[start]
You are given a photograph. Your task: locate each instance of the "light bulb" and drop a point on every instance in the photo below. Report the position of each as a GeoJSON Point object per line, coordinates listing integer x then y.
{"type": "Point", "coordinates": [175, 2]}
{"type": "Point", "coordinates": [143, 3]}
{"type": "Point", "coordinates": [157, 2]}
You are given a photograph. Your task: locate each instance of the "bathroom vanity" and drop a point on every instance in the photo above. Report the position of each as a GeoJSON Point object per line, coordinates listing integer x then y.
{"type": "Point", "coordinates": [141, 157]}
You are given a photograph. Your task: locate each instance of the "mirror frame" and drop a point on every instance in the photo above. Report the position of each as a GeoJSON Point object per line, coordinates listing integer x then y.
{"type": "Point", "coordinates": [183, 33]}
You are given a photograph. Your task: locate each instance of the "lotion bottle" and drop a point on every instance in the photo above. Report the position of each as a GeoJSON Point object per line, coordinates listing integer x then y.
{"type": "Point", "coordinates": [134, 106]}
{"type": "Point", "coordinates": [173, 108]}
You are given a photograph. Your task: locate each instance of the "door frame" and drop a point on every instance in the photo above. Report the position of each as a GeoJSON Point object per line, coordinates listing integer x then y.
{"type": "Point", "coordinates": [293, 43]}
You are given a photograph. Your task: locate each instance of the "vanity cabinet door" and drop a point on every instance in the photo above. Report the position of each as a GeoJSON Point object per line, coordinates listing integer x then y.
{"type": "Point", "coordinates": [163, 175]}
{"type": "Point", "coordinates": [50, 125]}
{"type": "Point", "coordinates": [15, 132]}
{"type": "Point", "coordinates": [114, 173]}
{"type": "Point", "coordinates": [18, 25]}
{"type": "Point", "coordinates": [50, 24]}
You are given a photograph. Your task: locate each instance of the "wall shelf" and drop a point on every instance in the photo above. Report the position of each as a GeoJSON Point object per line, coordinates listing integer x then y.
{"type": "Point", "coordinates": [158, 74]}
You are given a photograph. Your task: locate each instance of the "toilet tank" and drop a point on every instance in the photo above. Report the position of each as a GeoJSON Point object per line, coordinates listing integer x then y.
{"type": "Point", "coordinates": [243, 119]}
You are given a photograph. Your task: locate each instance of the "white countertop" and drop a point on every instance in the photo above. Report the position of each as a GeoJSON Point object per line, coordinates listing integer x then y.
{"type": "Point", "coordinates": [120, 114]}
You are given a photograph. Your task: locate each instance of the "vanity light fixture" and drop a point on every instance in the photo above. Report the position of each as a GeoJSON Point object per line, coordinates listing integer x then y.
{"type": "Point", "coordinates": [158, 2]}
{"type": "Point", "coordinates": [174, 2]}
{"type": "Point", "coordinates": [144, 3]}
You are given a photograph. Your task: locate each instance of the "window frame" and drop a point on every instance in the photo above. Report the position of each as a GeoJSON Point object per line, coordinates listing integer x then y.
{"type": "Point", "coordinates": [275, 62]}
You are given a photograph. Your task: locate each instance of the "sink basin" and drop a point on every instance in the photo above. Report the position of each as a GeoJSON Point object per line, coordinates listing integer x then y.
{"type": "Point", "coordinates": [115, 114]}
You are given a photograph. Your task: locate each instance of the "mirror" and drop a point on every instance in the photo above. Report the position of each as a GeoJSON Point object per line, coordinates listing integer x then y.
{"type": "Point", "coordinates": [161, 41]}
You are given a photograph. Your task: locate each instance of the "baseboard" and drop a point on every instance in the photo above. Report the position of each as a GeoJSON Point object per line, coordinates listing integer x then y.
[end]
** Written request **
From the records above, extract every line exactly as it stands.

** Written solution **
You are given a photograph. Your task: locate each instance of the "light bulb" and drop a point on every instance in the photo below. Report the position of each as a GeoJSON Point object per line, coordinates listing integer x then y.
{"type": "Point", "coordinates": [175, 2]}
{"type": "Point", "coordinates": [143, 3]}
{"type": "Point", "coordinates": [157, 2]}
You are given a photograph. Your task: locate each instance of the "bathroom vanity" and drop a point on every instance in the photo above. Report the position of each as a GeoJSON Point object per line, coordinates listing integer x then y.
{"type": "Point", "coordinates": [141, 157]}
You are given a photograph. Your task: locate each instance of the "mirror frame" and drop a point on every instance in the photo above. Report the position of each as a GeoJSON Point object per line, coordinates listing integer x then y.
{"type": "Point", "coordinates": [183, 33]}
You are given a photograph. Your task: locate each instance of the "lotion bottle" and drop a point on every instance in the photo above. Report the position of each as a GeoJSON Point object per line, coordinates listing integer x then y.
{"type": "Point", "coordinates": [134, 106]}
{"type": "Point", "coordinates": [173, 108]}
You are given a photograph. Your task: locate each instance of the "door frame" and drop a point on every instance in the photo above. Report the position of each as a GeoJSON Point object per line, coordinates listing integer x then y.
{"type": "Point", "coordinates": [293, 43]}
You are given a photograph. Your task: locate each instance of the "vanity cabinet door" and drop a point on every instance in the photo above. Report the position of each as a GeoJSON Point object per line, coordinates listing integer x then y.
{"type": "Point", "coordinates": [163, 175]}
{"type": "Point", "coordinates": [50, 125]}
{"type": "Point", "coordinates": [15, 132]}
{"type": "Point", "coordinates": [114, 173]}
{"type": "Point", "coordinates": [18, 25]}
{"type": "Point", "coordinates": [50, 24]}
You are given a photograph. Your task: locate each instance of the "wall shelf" and drop a point on every instance in the photo above. Report the position of each as a GeoJSON Point object per line, coordinates listing integer x then y.
{"type": "Point", "coordinates": [158, 74]}
You are given a photograph. Your task: locate each instance of the "toilet tank" and drop a point on every instance in the photo above. Report the position of each as a GeoJSON Point object per line, coordinates listing integer x then y.
{"type": "Point", "coordinates": [243, 119]}
You are given a photograph. Your task: locate each instance of the "white countertop" and drop a point on every instance in the photo above. Report the position of each as a GeoJSON Point object per line, coordinates listing integer x then y.
{"type": "Point", "coordinates": [120, 114]}
You are given a photograph. Your task: locate each instance of the "vanity light fixture" and drop a point on every instance in the photo above. Report the position of each as a GeoJSON Point object per line, coordinates listing integer x then y.
{"type": "Point", "coordinates": [158, 2]}
{"type": "Point", "coordinates": [174, 2]}
{"type": "Point", "coordinates": [144, 3]}
You are given a photograph. Your task: locate each instance of the "window frame" and drop a point on every instance in the photo above. Report the position of each as a GeoJSON Point object per line, coordinates listing integer x then y.
{"type": "Point", "coordinates": [275, 62]}
You are given a photograph. Your task: locate each instance of the "sink basin" and drop a point on every instance in the photo above. Report the position of each as a GeoJSON Point object per line, coordinates listing integer x then y.
{"type": "Point", "coordinates": [115, 114]}
You are given a photograph. Your task: locate each instance of the "mirror" and drop a point on every instance in the photo above. Report the position of each as a GeoJSON Point object per line, coordinates listing integer x then y.
{"type": "Point", "coordinates": [161, 41]}
You are given a photograph. Your task: locate each instance of the "baseboard" and drop a point on every instance in the photo above. Report the position of each as a GeoJSON Point object per line, coordinates listing integer x then y.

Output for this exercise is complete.